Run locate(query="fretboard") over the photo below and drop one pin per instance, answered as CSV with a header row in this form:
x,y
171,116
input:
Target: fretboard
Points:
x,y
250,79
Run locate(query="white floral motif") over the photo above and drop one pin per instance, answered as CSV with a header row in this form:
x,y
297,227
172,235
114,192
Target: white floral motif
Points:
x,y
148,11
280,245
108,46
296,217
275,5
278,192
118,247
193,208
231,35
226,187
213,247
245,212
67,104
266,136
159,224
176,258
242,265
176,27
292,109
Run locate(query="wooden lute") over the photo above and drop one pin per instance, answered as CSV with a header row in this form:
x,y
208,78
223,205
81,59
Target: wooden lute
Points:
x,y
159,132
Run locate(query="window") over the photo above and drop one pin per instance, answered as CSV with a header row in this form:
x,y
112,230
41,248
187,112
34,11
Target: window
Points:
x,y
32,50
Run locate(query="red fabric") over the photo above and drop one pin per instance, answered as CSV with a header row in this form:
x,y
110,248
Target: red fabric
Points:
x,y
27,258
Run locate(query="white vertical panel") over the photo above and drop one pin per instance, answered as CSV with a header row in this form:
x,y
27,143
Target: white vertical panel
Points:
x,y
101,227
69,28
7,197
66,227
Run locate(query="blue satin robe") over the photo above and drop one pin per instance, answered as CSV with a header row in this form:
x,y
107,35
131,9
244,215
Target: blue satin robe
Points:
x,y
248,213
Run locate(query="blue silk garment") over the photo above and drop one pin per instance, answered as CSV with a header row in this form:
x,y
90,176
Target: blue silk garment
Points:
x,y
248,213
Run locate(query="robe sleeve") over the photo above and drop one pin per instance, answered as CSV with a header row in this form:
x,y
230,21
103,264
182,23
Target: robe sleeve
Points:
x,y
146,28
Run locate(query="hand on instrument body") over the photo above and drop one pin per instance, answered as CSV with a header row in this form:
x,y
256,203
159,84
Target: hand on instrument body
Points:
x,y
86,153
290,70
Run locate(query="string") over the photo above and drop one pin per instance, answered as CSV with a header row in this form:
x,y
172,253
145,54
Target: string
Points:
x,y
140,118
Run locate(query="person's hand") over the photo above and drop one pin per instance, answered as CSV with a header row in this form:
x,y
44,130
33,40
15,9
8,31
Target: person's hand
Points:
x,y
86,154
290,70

+-------+

> [WHAT THE EXERCISE ASKS] Each line of the listing should be echoed back exactly.

> [RESULT OF THE EXERCISE]
Run locate(query="fretboard") over the photo below and drop one pin per instance, answered as CSV with a header row in this form:
x,y
171,116
input:
Target: fretboard
Points:
x,y
250,79
Run locate(query="white floral motif") over the photo above and drop one pin per instance, answered as CSV with a header row in this form:
x,y
297,227
172,235
114,192
Target: white floral motif
Points:
x,y
148,11
280,245
108,46
296,217
275,5
278,192
118,247
193,208
231,35
226,187
213,247
245,212
67,104
266,136
159,224
176,258
242,265
176,27
292,109
Run locate(query="wooden lute") over the photo above and drop one pin per instance, answered as CSV with a header row in this form:
x,y
208,78
223,205
81,59
Target: wooden lute
Points:
x,y
159,132
Run locate(query="window") over the photo above and drop one pin per instance, answered as CSV with a header row in this form:
x,y
112,230
41,248
187,112
34,11
Target: window
Points:
x,y
32,50
Run locate(query="red fabric") over the photo above and drop one pin per instance, answered as CSV with a header row in this form:
x,y
110,248
Target: red fabric
Points:
x,y
27,258
Run locate(query="white vertical panel") over the photo above and drop one pin per instance, answered as CSV with a header row in this form:
x,y
27,143
Target: white vertical panel
Points:
x,y
101,227
69,28
7,197
66,227
Run locate(query="blue satin robe") over the photo above and drop one pin per instance, answered as CSV with a header row in this form:
x,y
107,35
131,9
244,215
Target: blue satin robe
Points:
x,y
248,213
Run locate(query="blue silk garment") over the photo above and drop one pin per instance, answered as CSV with a header row in this form:
x,y
90,176
Target: blue silk garment
Points:
x,y
248,213
Run locate(query="robe sleeve") over the photo above and drop one pin per instance, answered as CSV with a header row in this form:
x,y
230,21
103,264
182,23
Target: robe sleeve
Points:
x,y
146,28
Run locate(query="hand on instrument body") over the photo above and drop one pin per instance, answered as CSV with a header row in this form:
x,y
256,203
159,84
Target: hand on instrument body
Points:
x,y
86,153
290,70
Run locate(query="string") over the photo above and drop one pin per instance, answered as CSV with a header row in this form:
x,y
172,253
145,54
Target: string
Points:
x,y
140,118
Run locate(query="person's hand") over the photo above and drop one pin per instance, answered as CSV with a header row in this form:
x,y
44,130
33,40
15,9
8,31
Target: person's hand
Points:
x,y
86,154
290,70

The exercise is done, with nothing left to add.